**What is being asked:** Output the data below exactly, down to the last character.

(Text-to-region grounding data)

:::::

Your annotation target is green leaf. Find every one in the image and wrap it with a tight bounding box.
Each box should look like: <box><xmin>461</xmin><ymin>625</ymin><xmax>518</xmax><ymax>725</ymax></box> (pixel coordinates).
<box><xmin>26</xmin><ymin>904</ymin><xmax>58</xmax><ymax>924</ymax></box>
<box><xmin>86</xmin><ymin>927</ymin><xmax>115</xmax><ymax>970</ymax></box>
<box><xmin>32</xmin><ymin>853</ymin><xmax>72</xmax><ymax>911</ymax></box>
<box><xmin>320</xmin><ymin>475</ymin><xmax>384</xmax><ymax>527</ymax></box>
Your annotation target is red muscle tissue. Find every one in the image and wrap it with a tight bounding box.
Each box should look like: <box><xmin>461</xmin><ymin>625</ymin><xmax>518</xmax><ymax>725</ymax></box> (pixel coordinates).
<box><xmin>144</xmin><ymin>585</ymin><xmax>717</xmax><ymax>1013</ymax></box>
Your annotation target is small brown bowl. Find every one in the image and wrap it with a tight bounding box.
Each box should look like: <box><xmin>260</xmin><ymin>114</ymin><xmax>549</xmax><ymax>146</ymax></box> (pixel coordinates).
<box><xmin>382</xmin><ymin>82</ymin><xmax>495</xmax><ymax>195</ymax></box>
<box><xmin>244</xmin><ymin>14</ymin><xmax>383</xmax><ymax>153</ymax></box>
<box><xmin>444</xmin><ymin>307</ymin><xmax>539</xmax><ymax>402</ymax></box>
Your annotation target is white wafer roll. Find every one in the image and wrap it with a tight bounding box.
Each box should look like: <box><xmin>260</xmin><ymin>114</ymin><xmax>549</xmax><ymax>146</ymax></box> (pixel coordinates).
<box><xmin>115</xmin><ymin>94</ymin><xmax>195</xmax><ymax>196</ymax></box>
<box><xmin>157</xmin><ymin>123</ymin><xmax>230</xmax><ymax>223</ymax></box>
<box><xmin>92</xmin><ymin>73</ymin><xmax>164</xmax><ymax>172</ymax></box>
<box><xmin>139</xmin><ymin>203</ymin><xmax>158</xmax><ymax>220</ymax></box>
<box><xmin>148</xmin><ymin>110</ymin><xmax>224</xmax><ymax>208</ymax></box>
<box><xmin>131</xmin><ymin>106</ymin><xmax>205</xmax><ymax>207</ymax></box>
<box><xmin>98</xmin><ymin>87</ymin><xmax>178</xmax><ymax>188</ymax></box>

:::::

**Result for this task:**
Your annotation target is green leaf. Find every one in the image and wrap it with a tight bounding box.
Each box should look like: <box><xmin>461</xmin><ymin>625</ymin><xmax>518</xmax><ymax>725</ymax></box> (pixel coordinates).
<box><xmin>26</xmin><ymin>904</ymin><xmax>58</xmax><ymax>924</ymax></box>
<box><xmin>86</xmin><ymin>927</ymin><xmax>115</xmax><ymax>970</ymax></box>
<box><xmin>32</xmin><ymin>853</ymin><xmax>72</xmax><ymax>911</ymax></box>
<box><xmin>320</xmin><ymin>475</ymin><xmax>384</xmax><ymax>527</ymax></box>
Your annotation target is red muscle tissue. Find every one in the image and wrap it with a tight bounding box.
Each box should look like: <box><xmin>461</xmin><ymin>625</ymin><xmax>518</xmax><ymax>725</ymax></box> (pixel coordinates).
<box><xmin>144</xmin><ymin>585</ymin><xmax>717</xmax><ymax>1013</ymax></box>
Your annotation target is small brown bowl. Find every one in the image and wrap it with a tight bounding box.
Each box should look like: <box><xmin>260</xmin><ymin>114</ymin><xmax>549</xmax><ymax>146</ymax></box> (pixel coordinates).
<box><xmin>382</xmin><ymin>82</ymin><xmax>495</xmax><ymax>195</ymax></box>
<box><xmin>244</xmin><ymin>14</ymin><xmax>383</xmax><ymax>153</ymax></box>
<box><xmin>444</xmin><ymin>307</ymin><xmax>539</xmax><ymax>402</ymax></box>
Your annotation target is white wafer roll. Find every one in the image and wrap it with a tight bounding box.
Each box should look like: <box><xmin>260</xmin><ymin>114</ymin><xmax>549</xmax><ymax>146</ymax></box> (pixel coordinates).
<box><xmin>115</xmin><ymin>94</ymin><xmax>195</xmax><ymax>196</ymax></box>
<box><xmin>157</xmin><ymin>123</ymin><xmax>230</xmax><ymax>223</ymax></box>
<box><xmin>92</xmin><ymin>73</ymin><xmax>164</xmax><ymax>172</ymax></box>
<box><xmin>139</xmin><ymin>203</ymin><xmax>158</xmax><ymax>220</ymax></box>
<box><xmin>148</xmin><ymin>110</ymin><xmax>224</xmax><ymax>208</ymax></box>
<box><xmin>131</xmin><ymin>106</ymin><xmax>205</xmax><ymax>207</ymax></box>
<box><xmin>98</xmin><ymin>87</ymin><xmax>178</xmax><ymax>188</ymax></box>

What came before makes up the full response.